GOAL OF THE EXERCISE
Look below for the line with "Mark the mud". Extract that line and each one after it through the last, word for word.

SOURCE INFORMATION Block Start

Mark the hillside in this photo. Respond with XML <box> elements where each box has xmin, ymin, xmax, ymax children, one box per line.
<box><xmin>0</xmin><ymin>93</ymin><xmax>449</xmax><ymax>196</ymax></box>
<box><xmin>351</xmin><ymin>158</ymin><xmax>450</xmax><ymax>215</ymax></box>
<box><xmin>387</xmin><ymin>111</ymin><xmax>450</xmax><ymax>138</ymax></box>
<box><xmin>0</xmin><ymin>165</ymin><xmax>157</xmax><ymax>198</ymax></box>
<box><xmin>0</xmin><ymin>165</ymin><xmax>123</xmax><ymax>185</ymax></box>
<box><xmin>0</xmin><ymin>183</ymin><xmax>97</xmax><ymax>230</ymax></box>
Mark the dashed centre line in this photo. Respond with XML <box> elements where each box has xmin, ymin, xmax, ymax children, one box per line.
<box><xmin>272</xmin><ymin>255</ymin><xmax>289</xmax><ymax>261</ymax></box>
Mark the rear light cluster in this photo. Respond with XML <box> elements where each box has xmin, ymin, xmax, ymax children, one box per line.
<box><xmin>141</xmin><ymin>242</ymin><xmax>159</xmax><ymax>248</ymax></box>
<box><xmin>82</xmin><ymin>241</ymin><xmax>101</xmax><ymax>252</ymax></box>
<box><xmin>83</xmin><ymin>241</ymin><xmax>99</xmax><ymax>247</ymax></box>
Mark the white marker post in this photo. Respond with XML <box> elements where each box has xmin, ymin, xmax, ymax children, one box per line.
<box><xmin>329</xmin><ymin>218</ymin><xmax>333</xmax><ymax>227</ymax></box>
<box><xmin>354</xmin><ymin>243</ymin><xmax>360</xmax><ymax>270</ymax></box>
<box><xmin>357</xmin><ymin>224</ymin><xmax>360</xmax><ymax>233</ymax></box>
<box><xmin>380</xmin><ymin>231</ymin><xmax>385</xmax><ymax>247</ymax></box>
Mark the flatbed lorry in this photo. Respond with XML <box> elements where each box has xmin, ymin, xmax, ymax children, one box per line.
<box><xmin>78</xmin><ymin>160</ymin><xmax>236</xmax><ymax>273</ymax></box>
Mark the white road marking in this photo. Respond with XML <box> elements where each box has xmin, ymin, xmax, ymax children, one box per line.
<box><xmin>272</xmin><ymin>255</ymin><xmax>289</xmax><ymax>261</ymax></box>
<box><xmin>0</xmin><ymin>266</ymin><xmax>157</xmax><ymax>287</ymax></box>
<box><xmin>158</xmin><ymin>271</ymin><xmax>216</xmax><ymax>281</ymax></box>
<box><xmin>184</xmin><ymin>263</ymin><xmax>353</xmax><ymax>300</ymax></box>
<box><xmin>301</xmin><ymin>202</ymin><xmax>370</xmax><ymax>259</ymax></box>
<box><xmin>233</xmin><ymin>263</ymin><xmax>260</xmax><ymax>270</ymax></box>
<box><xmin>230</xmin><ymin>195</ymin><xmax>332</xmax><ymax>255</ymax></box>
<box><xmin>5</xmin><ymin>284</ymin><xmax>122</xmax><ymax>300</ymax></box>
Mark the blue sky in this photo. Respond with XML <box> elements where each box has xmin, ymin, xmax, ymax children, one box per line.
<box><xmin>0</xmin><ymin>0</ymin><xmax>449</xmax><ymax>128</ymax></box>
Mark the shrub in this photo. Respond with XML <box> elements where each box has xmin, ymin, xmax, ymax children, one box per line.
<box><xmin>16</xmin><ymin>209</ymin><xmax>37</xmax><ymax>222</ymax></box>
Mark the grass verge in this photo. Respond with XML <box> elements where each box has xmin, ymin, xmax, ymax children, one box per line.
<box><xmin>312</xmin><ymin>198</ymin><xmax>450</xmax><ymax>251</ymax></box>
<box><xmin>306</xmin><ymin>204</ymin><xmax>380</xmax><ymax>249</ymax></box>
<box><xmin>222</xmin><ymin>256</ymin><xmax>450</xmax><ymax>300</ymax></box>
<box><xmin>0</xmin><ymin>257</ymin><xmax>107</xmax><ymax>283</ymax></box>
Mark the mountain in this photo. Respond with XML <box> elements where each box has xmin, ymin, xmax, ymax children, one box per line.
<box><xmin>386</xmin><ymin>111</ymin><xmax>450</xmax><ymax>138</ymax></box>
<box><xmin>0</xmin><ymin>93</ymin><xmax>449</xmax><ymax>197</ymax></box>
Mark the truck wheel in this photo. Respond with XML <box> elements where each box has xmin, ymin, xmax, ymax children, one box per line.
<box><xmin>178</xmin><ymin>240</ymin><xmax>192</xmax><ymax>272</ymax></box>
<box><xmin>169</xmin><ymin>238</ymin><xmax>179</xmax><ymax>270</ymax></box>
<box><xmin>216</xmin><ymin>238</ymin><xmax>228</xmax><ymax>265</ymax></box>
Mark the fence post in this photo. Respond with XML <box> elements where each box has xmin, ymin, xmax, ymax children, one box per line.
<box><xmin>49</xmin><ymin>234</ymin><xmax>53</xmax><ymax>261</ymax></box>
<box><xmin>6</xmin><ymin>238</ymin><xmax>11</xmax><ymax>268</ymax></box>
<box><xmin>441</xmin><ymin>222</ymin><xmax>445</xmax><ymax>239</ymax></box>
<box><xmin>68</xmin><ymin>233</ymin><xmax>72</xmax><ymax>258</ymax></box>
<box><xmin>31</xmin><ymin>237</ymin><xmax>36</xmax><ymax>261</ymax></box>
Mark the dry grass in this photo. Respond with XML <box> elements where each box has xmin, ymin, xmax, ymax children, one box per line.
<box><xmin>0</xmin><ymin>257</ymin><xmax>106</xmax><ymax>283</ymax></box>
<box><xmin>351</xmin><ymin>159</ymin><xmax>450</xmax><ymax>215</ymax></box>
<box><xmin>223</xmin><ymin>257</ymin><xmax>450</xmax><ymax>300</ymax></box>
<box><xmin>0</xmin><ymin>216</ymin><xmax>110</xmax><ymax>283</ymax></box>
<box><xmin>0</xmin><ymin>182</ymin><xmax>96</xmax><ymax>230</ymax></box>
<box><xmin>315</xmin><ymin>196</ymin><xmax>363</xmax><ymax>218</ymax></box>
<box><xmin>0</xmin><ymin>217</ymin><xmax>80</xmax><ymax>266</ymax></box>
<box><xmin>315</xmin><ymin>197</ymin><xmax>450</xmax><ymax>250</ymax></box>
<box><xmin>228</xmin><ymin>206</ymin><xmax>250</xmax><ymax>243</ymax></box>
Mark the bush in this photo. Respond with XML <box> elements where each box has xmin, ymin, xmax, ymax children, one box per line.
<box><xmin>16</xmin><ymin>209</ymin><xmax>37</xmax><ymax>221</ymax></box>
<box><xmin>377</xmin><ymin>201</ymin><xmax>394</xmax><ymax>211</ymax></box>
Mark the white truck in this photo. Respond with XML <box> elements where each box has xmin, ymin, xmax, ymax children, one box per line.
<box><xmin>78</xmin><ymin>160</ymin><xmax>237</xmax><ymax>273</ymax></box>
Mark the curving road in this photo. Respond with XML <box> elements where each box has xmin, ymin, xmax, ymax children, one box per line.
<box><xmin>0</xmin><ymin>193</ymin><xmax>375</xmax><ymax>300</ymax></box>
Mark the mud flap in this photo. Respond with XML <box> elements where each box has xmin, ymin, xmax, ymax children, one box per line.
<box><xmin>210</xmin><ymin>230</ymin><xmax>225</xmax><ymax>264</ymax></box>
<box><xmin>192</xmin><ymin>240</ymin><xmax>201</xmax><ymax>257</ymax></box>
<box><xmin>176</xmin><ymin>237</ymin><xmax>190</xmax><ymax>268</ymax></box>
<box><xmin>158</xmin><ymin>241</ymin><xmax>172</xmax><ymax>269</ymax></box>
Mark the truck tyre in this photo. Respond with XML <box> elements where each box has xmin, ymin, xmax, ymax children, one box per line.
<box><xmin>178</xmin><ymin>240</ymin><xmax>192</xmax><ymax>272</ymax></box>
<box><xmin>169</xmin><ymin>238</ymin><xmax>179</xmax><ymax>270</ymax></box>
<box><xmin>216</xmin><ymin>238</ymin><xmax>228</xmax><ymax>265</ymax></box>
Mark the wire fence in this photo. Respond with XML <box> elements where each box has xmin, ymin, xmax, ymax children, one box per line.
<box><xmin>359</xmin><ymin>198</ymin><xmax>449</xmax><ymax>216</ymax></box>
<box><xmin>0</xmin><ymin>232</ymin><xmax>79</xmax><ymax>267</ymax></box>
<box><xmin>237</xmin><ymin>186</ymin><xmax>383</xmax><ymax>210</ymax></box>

SOURCE INFORMATION Block End

REPLY
Mark the mud flap in this photo. Respond with XML <box> elements where each box has xmin, ymin, xmax, ymax children, one box per line.
<box><xmin>210</xmin><ymin>230</ymin><xmax>225</xmax><ymax>264</ymax></box>
<box><xmin>192</xmin><ymin>240</ymin><xmax>201</xmax><ymax>257</ymax></box>
<box><xmin>176</xmin><ymin>237</ymin><xmax>190</xmax><ymax>268</ymax></box>
<box><xmin>158</xmin><ymin>241</ymin><xmax>172</xmax><ymax>269</ymax></box>
Mark the truck tyre in this photo. Respond with XML <box> elements where each box has xmin, ymin, xmax, ymax children, one box per line.
<box><xmin>178</xmin><ymin>240</ymin><xmax>192</xmax><ymax>272</ymax></box>
<box><xmin>169</xmin><ymin>238</ymin><xmax>179</xmax><ymax>270</ymax></box>
<box><xmin>216</xmin><ymin>238</ymin><xmax>228</xmax><ymax>265</ymax></box>
Mark the wire fence in this photo. Respond with XML <box> elements where each box has xmin, ymin, xmax, ymax children, one box per line.
<box><xmin>359</xmin><ymin>198</ymin><xmax>449</xmax><ymax>216</ymax></box>
<box><xmin>0</xmin><ymin>232</ymin><xmax>79</xmax><ymax>267</ymax></box>
<box><xmin>237</xmin><ymin>186</ymin><xmax>383</xmax><ymax>210</ymax></box>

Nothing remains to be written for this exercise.